## Problem to solve
Wherever an image appears in the data, omit it and copy all the remaining text word for word.

## Referring expression grounding data
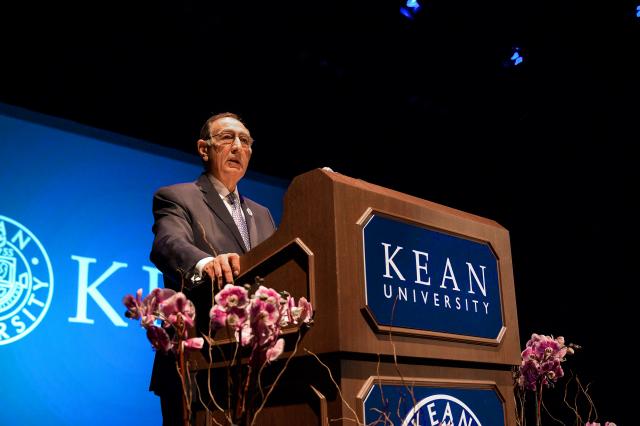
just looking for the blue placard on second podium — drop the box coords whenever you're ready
[361,379,505,426]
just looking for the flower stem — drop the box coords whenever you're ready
[176,315,190,426]
[536,385,543,426]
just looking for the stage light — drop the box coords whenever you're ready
[636,5,640,17]
[510,47,524,66]
[400,0,421,20]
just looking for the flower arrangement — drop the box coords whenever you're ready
[123,280,313,426]
[516,333,575,392]
[513,333,615,426]
[123,288,204,353]
[210,283,313,365]
[208,282,313,425]
[123,287,205,425]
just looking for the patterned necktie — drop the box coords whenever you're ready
[227,192,250,251]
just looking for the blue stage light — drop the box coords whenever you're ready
[407,0,421,11]
[510,48,524,66]
[636,5,640,17]
[400,0,421,20]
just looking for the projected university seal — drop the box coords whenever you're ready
[0,215,54,345]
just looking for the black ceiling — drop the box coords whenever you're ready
[2,0,637,421]
[4,1,636,187]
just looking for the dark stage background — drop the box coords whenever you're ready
[2,0,636,423]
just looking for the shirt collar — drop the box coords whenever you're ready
[208,175,240,200]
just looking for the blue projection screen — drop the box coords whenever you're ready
[0,104,286,425]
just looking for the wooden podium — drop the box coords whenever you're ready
[190,168,520,425]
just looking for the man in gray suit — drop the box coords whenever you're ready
[149,112,277,425]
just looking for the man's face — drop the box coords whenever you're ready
[199,117,252,191]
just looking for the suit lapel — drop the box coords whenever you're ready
[196,174,248,254]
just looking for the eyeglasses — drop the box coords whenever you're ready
[208,130,254,149]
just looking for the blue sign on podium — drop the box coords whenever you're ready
[362,213,503,340]
[362,381,505,425]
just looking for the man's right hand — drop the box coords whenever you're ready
[202,253,241,289]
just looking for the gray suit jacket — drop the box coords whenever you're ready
[149,173,276,394]
[150,173,276,289]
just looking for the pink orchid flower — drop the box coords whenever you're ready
[123,288,143,319]
[146,325,172,353]
[517,333,574,391]
[265,338,285,362]
[215,283,249,308]
[210,305,228,330]
[124,288,201,355]
[289,297,313,324]
[183,337,204,350]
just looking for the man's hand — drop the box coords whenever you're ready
[202,253,241,289]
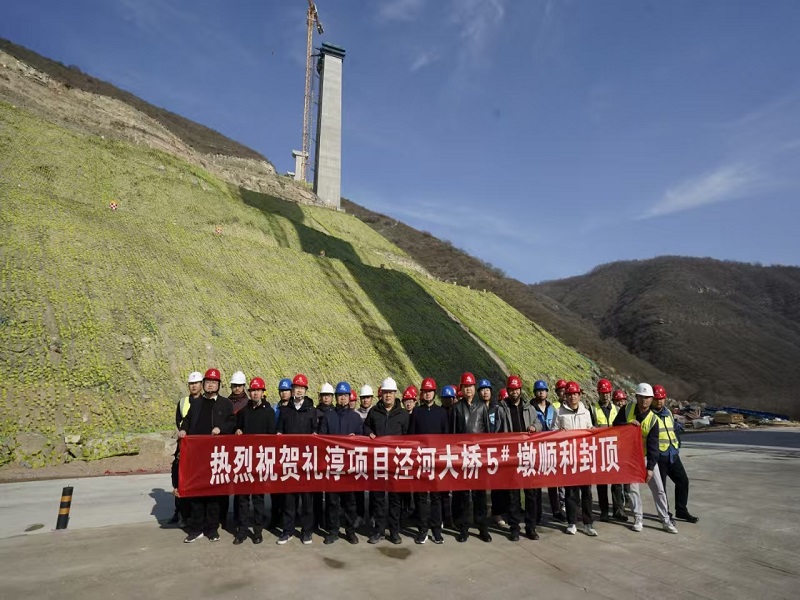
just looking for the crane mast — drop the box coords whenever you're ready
[301,0,323,182]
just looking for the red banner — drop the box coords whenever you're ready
[178,426,645,497]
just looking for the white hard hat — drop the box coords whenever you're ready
[187,371,203,383]
[635,383,654,397]
[230,371,247,385]
[381,377,398,392]
[320,382,335,395]
[359,385,374,397]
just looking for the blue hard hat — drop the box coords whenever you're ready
[533,380,549,391]
[278,378,292,391]
[441,385,457,398]
[477,378,492,390]
[335,381,351,395]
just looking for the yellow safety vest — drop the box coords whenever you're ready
[592,403,618,426]
[179,396,192,419]
[551,399,562,410]
[655,411,679,452]
[625,403,657,456]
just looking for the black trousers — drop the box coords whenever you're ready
[441,492,454,527]
[508,489,538,532]
[565,485,593,525]
[313,492,326,531]
[282,492,313,536]
[414,491,443,534]
[596,484,625,515]
[327,492,358,535]
[490,489,509,517]
[269,494,284,528]
[658,456,690,513]
[534,488,561,521]
[171,458,191,521]
[453,490,488,532]
[370,491,401,535]
[235,494,267,530]
[355,491,367,520]
[188,496,221,535]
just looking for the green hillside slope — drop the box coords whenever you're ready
[0,102,594,465]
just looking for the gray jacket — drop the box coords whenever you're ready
[496,399,543,433]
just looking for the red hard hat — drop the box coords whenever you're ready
[403,385,418,400]
[349,389,358,402]
[292,373,308,387]
[506,374,522,390]
[612,389,628,401]
[597,379,613,394]
[204,368,221,381]
[248,377,266,391]
[460,372,476,386]
[499,388,509,400]
[420,377,437,392]
[456,385,464,398]
[565,381,581,394]
[653,385,667,400]
[377,386,383,396]
[555,379,568,390]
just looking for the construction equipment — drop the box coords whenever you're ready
[301,0,323,182]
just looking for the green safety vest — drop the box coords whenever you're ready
[179,396,192,419]
[592,403,618,426]
[656,410,679,452]
[625,403,657,456]
[551,399,561,410]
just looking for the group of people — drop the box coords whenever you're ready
[172,369,699,546]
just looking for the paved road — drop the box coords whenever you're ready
[682,426,800,449]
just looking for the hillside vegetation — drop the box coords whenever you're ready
[0,102,595,465]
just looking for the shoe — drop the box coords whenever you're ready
[583,524,598,537]
[388,533,402,545]
[600,513,610,522]
[368,533,382,544]
[676,511,699,523]
[183,532,204,543]
[662,521,678,534]
[207,530,220,542]
[456,531,469,543]
[324,534,337,545]
[431,530,444,545]
[495,517,508,528]
[346,531,359,545]
[276,532,291,545]
[479,530,492,543]
[632,519,643,532]
[553,512,567,523]
[415,531,428,545]
[253,532,263,544]
[612,511,629,522]
[566,524,577,535]
[509,530,520,542]
[233,532,247,545]
[525,529,539,541]
[301,532,313,545]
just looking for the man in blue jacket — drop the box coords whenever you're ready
[320,381,364,544]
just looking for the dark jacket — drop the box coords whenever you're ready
[175,395,201,430]
[364,400,409,437]
[451,399,490,434]
[320,405,364,436]
[613,403,660,471]
[496,399,543,433]
[236,401,277,435]
[409,403,449,435]
[229,392,249,415]
[486,400,499,433]
[180,394,235,435]
[316,403,334,431]
[533,401,557,431]
[277,396,318,434]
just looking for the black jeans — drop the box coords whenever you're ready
[453,490,488,532]
[188,496,221,535]
[490,489,509,518]
[235,494,266,530]
[370,491,401,535]
[355,491,367,520]
[327,492,358,535]
[534,488,561,521]
[441,491,454,527]
[269,494,284,528]
[313,492,326,531]
[565,485,593,525]
[658,456,690,513]
[282,492,313,536]
[596,484,625,515]
[414,491,443,534]
[507,489,538,532]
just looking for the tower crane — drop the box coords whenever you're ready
[300,0,323,182]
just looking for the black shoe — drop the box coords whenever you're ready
[276,532,291,545]
[612,511,629,522]
[526,529,539,541]
[415,531,428,545]
[233,532,247,545]
[389,532,402,545]
[368,533,382,544]
[253,532,263,544]
[346,531,359,545]
[207,530,220,542]
[479,530,492,543]
[553,512,567,522]
[432,530,444,544]
[600,512,610,522]
[456,531,469,543]
[301,532,313,545]
[510,530,520,542]
[676,511,699,523]
[183,532,204,543]
[324,534,337,545]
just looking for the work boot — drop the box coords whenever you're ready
[388,532,402,545]
[456,530,469,543]
[233,529,247,545]
[525,528,539,541]
[676,510,699,523]
[324,533,337,545]
[479,528,492,543]
[509,529,520,542]
[346,531,359,545]
[253,528,263,544]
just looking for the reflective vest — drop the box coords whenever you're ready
[551,399,562,410]
[591,403,618,426]
[625,403,657,455]
[179,396,192,419]
[655,410,679,452]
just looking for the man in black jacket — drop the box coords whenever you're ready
[314,383,336,532]
[170,371,204,526]
[450,372,491,543]
[275,373,318,545]
[320,381,364,544]
[178,368,235,543]
[231,377,276,545]
[409,377,447,544]
[364,377,409,544]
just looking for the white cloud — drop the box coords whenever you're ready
[641,163,765,219]
[377,0,426,23]
[410,50,439,72]
[450,0,506,56]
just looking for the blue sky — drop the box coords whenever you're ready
[3,0,799,282]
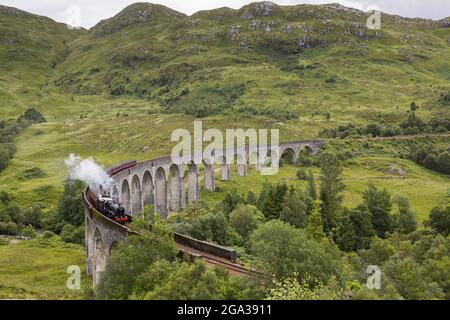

## Written response
just looking for the blue placard on second podium — drop the box coords whenever you're ready
[361,379,505,426]
just looking for the flower stem — drop the box coords whenever you're ready
[176,315,190,426]
[536,385,543,426]
just looking for the stage light — drop the box coords whenever you're ready
[636,5,640,17]
[510,47,524,66]
[400,0,421,20]
just looking for the flower arrangement — drop the box coords whenever you're ready
[123,280,313,426]
[516,333,575,392]
[513,333,615,426]
[123,288,204,353]
[210,283,313,365]
[208,282,313,425]
[123,287,205,425]
just looking for the patterned necktie — drop the box coords whenever you're ready
[227,192,250,251]
just looking for the blue stage light — drop the box coords whenever you're ready
[407,0,421,11]
[510,48,524,66]
[636,5,640,17]
[400,0,421,20]
just looking for the projected university seal — drop the box coords whenever you're ready
[0,215,54,345]
just looking for the black ceiling — drop the box coords whenever you're ready
[2,0,637,421]
[4,1,636,187]
just looking for the dark stage background — drop the box coords whenever you're ready
[2,0,636,423]
just looking for the shirt collar — drop the box coords whenever you're ready
[208,175,240,200]
just looking for the blue projection screen — drop the box coords whenever you're ready
[0,104,286,425]
just looking for the wooden podium — drop the box coords whenever you're ready
[190,168,520,425]
just looking for the man in gray suit — drop the box coords whenever you're ready
[149,112,277,425]
just looking for the man's face — drop the box coords whenever you're ready
[199,117,252,191]
just looking for the suit lapel — drop the box coords whenever you're ready
[196,174,248,254]
just looking for the eyeglasses — drop the box coords whenever you're ready
[208,130,254,149]
just looking for the blue sign on podium — drop the box coords whenever you're ready
[362,213,503,340]
[362,381,505,425]
just looking for the man's right hand — drop the box coords whenever you're ready
[202,253,241,289]
just looking for the gray suit jacket — drop the box coords whenever you're ready
[149,173,276,394]
[150,173,276,289]
just looking for the pink orchid flower — drop the box coords whenever you're ready
[123,288,143,319]
[146,325,172,353]
[517,333,574,391]
[265,338,285,362]
[215,283,249,308]
[210,305,228,330]
[124,288,201,355]
[289,297,313,324]
[183,337,204,350]
just looking for the man's hand — drop the box coords whenever you're ready
[202,253,241,289]
just looking for the crane mast — drop the box coords whenever you're ready
[301,0,323,182]
just looking for the red banner — drop the box coords whenever you're ready
[178,426,645,497]
just looking for the white hard hat — drop the box coords whenever you're ready
[187,371,203,383]
[635,383,654,397]
[230,371,247,385]
[381,377,398,392]
[320,382,335,395]
[359,385,374,397]
just looking for the blue hard hat — drop the box coords whenever you're ready
[533,380,549,391]
[278,378,292,391]
[441,385,457,398]
[477,378,492,390]
[335,381,351,395]
just looking for the yellow safety vest — drop the box coords whenever you're ready
[592,403,618,426]
[179,396,192,419]
[551,399,562,410]
[655,411,679,452]
[625,403,657,456]
just looking for the black trousers — drop the box coords whenever you're ready
[441,492,454,527]
[508,489,538,532]
[565,485,593,525]
[313,492,326,531]
[282,492,313,536]
[414,491,443,534]
[596,484,625,515]
[327,492,358,535]
[490,489,509,517]
[269,494,284,528]
[658,456,690,513]
[534,488,561,521]
[171,458,191,521]
[453,490,488,532]
[370,491,401,535]
[235,494,267,530]
[355,491,367,520]
[188,496,221,535]
just looking for the green hillside slope — drop the box coords whenever you're ready
[0,102,594,465]
just looking for the gray jacket — drop the box coords whenever you're ready
[496,399,543,433]
just looking for the red hard hat — drop the box coords whenever you're ready
[403,385,418,400]
[349,389,358,402]
[292,373,308,387]
[506,374,522,390]
[612,389,628,401]
[597,379,613,394]
[204,368,221,381]
[248,377,266,391]
[460,372,476,386]
[499,388,509,400]
[420,377,437,392]
[456,385,464,398]
[565,381,581,394]
[653,385,667,400]
[377,386,383,396]
[555,379,568,390]
just looking for the construction equipment — drop the box coords whenever you're ready
[301,0,323,182]
just looking for the green safety vest — drop the box coords whenever you're ready
[179,396,192,419]
[592,403,618,426]
[656,410,679,452]
[625,403,657,456]
[551,399,561,410]
just looking for the group of people — drop the box coords whenever you're ready
[172,369,699,546]
just looking for the paved road — drop the box coords whenever you're ready
[682,426,800,449]
just looking for the hillside vegetation — drop the box coords whenever you're ready
[0,102,595,465]
just looking for the shoe — drop the box coords whenever you're ready
[583,524,598,537]
[388,533,402,545]
[600,513,610,522]
[368,533,382,544]
[676,511,699,523]
[183,532,204,543]
[662,521,678,534]
[207,530,220,542]
[456,531,469,543]
[324,534,337,545]
[431,530,444,545]
[495,517,508,528]
[346,531,359,545]
[276,532,291,545]
[479,530,492,543]
[632,519,643,532]
[553,512,567,523]
[415,531,428,545]
[253,532,263,544]
[612,511,629,522]
[566,524,577,535]
[509,530,520,542]
[233,532,247,545]
[525,529,539,541]
[301,532,313,545]
just looking for the man in blue jacket — drop the box coords whenever you're ready
[320,381,364,544]
just looking for the dark jacket — drop the box coords whenever you're ready
[175,395,201,430]
[364,400,409,437]
[451,399,490,434]
[320,405,364,436]
[613,403,660,471]
[496,399,543,433]
[236,401,277,435]
[409,403,449,435]
[229,392,249,415]
[486,400,499,433]
[180,394,235,435]
[316,403,334,431]
[533,401,557,431]
[277,396,318,434]
just looking for the black jeans — drop the box coords whenever you're ready
[453,490,488,532]
[188,496,221,535]
[490,489,509,518]
[235,494,266,530]
[370,491,401,535]
[355,491,367,520]
[327,492,358,535]
[534,488,561,521]
[441,491,454,527]
[269,494,284,528]
[313,492,326,531]
[565,485,593,525]
[658,456,690,513]
[282,492,313,536]
[596,484,625,515]
[414,491,443,534]
[507,489,538,532]
just looking for the tower crane — drop the box coords whenever you're ready
[300,0,323,182]
just looking for the black shoe — drop the box coords whenever you're ready
[276,532,291,545]
[612,511,629,522]
[526,529,539,541]
[415,531,428,545]
[233,532,247,545]
[389,532,402,545]
[368,533,382,544]
[253,532,263,544]
[346,531,359,545]
[207,530,220,542]
[479,530,492,543]
[553,512,567,522]
[432,530,444,544]
[600,512,610,522]
[456,531,469,543]
[301,532,313,545]
[510,530,520,542]
[676,511,699,523]
[183,532,204,543]
[324,534,337,545]
just looking for the work boot — drop the box coords whenever you're ready
[388,532,402,545]
[456,530,469,543]
[233,529,247,545]
[525,528,539,541]
[676,510,699,523]
[324,533,337,545]
[479,528,492,543]
[509,529,520,542]
[346,531,359,545]
[253,528,263,544]
just looking for the reflective vest — drop the box coords whenever you're ready
[551,399,562,410]
[591,403,618,426]
[625,403,657,455]
[179,396,192,419]
[655,410,679,452]
just looking for the man in black jacket — drop the box coords whenever you're ready
[314,383,336,532]
[170,371,204,526]
[450,372,491,543]
[275,373,318,545]
[320,381,364,544]
[178,368,235,543]
[231,377,276,545]
[409,377,447,544]
[364,377,409,544]
just looking for the white cloud — drop the box coords whenever you're ready
[641,163,765,219]
[377,0,426,23]
[410,50,439,72]
[450,0,506,56]
just looking for the blue sky — drop the box coords whenever you're ready
[3,0,799,282]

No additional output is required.